WHAT YOU HAVE TO DO. Reproduce verbatim the stretch of entries below from the line containing "Output form: <point>629,476</point>" through the line containing "<point>27,502</point>", including both of those lines and nothing else.

INPUT MATERIAL.

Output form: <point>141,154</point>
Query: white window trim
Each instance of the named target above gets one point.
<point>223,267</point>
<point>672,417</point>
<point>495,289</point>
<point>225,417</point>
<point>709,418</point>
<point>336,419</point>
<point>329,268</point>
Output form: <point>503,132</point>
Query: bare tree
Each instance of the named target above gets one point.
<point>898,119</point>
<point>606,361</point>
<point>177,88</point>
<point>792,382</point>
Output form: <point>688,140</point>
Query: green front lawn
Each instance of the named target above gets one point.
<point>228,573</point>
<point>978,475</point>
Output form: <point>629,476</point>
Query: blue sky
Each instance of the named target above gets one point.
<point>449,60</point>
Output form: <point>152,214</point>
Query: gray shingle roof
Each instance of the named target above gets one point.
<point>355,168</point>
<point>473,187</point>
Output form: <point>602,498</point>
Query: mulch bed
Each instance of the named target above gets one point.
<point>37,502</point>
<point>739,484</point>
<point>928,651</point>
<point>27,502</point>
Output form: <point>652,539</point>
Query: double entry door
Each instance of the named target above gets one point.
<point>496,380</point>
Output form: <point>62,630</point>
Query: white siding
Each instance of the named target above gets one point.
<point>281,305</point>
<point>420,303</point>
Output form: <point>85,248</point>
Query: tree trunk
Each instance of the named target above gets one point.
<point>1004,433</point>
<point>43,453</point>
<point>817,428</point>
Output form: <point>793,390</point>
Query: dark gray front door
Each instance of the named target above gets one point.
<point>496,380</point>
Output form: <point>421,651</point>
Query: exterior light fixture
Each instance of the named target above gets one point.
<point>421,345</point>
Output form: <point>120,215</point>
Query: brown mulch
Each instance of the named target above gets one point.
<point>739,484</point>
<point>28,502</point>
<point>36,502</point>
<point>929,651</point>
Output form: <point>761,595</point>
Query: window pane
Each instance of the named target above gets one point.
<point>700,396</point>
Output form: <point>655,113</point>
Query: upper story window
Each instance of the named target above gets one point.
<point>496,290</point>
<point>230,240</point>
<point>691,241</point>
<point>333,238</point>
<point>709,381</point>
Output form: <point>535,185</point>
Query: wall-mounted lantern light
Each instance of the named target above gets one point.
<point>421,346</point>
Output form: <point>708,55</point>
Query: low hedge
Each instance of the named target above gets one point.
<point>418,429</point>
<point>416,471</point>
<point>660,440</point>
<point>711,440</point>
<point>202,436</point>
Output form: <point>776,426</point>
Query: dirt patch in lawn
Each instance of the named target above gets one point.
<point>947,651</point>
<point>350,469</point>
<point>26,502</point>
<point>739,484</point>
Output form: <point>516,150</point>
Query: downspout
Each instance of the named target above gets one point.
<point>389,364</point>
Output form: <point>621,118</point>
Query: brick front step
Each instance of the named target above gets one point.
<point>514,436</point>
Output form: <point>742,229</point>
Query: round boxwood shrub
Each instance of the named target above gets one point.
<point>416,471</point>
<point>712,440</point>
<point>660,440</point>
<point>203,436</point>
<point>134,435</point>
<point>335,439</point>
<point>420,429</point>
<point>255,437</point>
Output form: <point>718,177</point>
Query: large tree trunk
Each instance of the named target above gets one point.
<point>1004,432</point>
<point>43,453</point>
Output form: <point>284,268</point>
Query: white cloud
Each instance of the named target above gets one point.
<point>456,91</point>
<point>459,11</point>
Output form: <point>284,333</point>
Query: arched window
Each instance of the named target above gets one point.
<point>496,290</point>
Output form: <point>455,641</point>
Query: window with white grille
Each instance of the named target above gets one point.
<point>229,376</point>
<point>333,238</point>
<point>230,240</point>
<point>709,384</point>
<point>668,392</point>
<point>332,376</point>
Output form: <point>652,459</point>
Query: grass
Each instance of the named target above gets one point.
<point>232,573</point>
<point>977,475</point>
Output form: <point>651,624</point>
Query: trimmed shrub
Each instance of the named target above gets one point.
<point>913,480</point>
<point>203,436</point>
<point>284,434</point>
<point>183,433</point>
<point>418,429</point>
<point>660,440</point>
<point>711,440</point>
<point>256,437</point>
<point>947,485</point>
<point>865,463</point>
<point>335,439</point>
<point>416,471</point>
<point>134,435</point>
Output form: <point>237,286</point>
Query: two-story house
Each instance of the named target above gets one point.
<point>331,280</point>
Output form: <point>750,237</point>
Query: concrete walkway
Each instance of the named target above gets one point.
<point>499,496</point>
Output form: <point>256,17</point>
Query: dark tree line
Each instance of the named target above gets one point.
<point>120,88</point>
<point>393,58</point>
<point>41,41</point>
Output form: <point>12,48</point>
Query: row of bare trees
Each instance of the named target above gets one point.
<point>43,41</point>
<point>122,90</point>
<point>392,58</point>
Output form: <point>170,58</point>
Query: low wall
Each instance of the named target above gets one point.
---
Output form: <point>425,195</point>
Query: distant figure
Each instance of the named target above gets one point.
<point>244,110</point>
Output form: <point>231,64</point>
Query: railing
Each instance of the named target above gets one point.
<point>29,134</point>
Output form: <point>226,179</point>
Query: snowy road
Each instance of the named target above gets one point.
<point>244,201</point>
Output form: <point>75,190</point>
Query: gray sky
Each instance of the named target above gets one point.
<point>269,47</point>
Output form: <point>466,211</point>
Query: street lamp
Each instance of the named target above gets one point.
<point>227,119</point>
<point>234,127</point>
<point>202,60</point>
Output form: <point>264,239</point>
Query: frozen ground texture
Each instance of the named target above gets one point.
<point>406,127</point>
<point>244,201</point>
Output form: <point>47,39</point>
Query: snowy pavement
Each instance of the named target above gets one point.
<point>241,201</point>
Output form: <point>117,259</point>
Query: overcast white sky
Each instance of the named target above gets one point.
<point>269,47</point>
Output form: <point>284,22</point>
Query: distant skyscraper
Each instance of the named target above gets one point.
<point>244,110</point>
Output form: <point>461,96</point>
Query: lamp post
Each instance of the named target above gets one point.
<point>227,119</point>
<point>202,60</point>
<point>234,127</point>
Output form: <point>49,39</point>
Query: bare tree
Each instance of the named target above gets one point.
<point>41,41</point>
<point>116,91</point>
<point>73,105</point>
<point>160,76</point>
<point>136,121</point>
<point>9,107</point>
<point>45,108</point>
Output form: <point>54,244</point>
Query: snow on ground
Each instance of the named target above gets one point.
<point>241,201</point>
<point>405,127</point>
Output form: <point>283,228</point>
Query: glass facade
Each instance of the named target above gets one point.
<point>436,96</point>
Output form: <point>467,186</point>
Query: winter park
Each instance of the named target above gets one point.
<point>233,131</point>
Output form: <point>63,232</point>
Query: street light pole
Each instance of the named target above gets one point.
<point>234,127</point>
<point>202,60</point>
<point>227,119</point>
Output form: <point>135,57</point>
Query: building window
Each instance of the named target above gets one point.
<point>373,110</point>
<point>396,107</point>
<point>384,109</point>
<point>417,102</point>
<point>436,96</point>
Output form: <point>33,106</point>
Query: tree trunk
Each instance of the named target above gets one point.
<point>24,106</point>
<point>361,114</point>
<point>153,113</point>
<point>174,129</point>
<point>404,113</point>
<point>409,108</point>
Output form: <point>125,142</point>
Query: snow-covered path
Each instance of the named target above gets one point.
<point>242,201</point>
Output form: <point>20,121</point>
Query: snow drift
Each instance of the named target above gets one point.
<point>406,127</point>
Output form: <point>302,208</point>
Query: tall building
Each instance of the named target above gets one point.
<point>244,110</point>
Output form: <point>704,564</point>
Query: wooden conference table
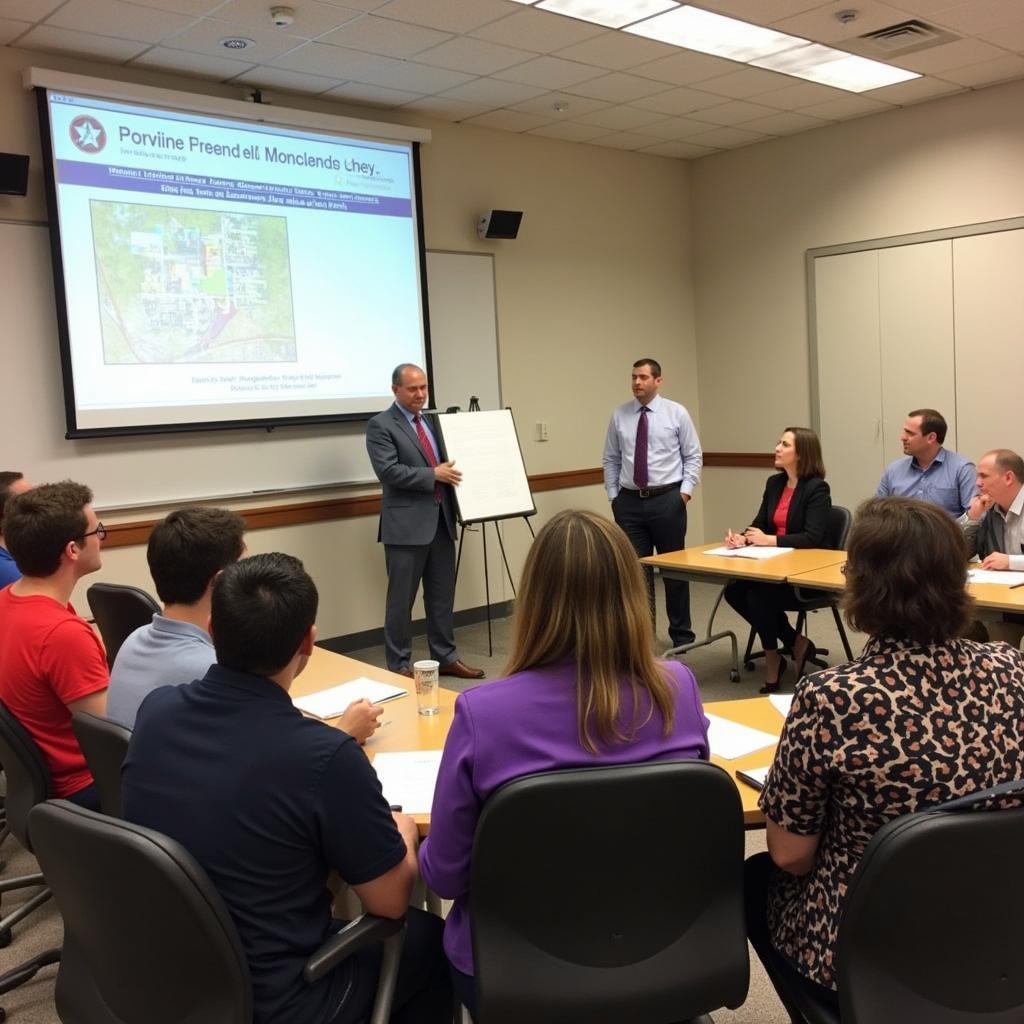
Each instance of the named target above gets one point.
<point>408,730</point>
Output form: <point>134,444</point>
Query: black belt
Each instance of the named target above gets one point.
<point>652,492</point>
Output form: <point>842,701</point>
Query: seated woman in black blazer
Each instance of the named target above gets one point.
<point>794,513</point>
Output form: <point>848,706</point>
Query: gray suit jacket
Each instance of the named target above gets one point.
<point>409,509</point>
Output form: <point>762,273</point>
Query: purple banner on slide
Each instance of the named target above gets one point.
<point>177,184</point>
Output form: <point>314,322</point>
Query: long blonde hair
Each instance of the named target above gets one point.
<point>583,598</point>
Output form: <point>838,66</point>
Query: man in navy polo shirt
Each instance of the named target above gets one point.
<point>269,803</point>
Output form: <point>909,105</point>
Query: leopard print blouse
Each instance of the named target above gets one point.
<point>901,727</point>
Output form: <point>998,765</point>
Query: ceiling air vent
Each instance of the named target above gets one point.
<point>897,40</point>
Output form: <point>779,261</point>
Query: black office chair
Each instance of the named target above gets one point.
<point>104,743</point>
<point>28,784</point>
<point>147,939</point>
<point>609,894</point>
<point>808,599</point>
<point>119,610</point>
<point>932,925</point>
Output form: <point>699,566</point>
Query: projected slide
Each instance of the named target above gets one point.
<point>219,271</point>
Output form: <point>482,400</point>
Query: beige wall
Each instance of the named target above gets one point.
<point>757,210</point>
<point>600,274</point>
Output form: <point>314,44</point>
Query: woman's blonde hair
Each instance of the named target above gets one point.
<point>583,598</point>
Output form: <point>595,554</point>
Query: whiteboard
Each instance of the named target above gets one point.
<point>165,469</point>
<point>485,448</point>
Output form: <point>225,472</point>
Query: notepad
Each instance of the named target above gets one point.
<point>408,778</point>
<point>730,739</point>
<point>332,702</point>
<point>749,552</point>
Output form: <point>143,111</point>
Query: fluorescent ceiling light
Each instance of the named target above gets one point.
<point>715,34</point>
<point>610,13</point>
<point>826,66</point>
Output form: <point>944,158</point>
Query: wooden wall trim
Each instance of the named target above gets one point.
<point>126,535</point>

RESPONSE TO THIS EXERCISE.
Output form: <point>629,476</point>
Query: blue sky
Each instance of the named target above gets one point.
<point>449,60</point>
Output form: <point>152,214</point>
Query: gray shingle roof
Each instance of the named target above gets one point.
<point>355,168</point>
<point>473,187</point>
Output form: <point>602,498</point>
Query: mulch bed
Each instance of the named target above gets one point.
<point>37,502</point>
<point>739,484</point>
<point>928,651</point>
<point>27,502</point>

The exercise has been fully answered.